[EXERCISE REQUIREMENTS] Set down, exactly as written, every line from the one containing "the truck hood" through the end of the listing.

[MATERIALS PROVIDED]
_ _ _ _ _
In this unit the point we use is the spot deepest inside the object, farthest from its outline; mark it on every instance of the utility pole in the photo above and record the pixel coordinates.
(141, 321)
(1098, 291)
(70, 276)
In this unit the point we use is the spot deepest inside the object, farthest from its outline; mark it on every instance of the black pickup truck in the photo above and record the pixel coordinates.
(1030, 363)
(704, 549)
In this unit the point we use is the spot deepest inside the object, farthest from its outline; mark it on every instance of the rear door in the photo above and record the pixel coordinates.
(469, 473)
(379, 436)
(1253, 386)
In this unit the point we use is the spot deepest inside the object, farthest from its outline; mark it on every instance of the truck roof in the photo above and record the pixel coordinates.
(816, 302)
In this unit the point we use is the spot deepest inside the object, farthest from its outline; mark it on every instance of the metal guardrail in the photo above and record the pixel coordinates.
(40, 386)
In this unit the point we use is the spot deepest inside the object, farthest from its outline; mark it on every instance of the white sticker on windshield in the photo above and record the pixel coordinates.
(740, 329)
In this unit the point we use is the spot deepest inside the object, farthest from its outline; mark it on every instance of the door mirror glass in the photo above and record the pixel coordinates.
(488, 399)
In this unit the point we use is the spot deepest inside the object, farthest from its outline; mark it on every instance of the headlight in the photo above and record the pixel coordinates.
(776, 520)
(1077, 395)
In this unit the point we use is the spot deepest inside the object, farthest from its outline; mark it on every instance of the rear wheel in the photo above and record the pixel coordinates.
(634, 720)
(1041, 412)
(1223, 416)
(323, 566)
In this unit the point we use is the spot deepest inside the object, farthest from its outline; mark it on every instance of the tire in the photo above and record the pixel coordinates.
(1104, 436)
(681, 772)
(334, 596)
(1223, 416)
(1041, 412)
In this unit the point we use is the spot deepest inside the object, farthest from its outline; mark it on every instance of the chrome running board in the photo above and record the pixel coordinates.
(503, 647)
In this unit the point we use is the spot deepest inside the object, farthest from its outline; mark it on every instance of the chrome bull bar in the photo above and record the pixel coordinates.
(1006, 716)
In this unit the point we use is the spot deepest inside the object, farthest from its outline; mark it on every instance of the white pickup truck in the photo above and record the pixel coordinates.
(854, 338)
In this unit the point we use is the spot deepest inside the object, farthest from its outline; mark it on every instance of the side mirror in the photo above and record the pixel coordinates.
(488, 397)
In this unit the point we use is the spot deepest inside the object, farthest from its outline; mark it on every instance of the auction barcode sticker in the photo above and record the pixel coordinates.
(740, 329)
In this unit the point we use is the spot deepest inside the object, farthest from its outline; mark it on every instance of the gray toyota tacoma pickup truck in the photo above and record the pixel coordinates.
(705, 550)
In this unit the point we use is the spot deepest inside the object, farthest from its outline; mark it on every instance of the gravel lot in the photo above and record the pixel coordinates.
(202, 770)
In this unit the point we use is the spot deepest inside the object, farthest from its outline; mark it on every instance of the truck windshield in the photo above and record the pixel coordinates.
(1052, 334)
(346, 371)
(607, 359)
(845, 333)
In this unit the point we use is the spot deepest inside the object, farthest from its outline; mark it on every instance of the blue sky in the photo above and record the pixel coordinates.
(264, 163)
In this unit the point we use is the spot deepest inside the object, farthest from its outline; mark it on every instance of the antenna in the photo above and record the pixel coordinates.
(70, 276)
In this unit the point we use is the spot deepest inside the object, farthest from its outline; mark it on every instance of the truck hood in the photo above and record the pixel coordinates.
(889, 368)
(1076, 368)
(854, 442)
_ _ _ _ _
[EXERCISE SOLUTION]
In this unit the point we use is the spot deepest inside the object, farthest from its outline; mark it on every instance of the truck hood in the photo above and record the pixel coordinates.
(889, 368)
(1076, 368)
(854, 442)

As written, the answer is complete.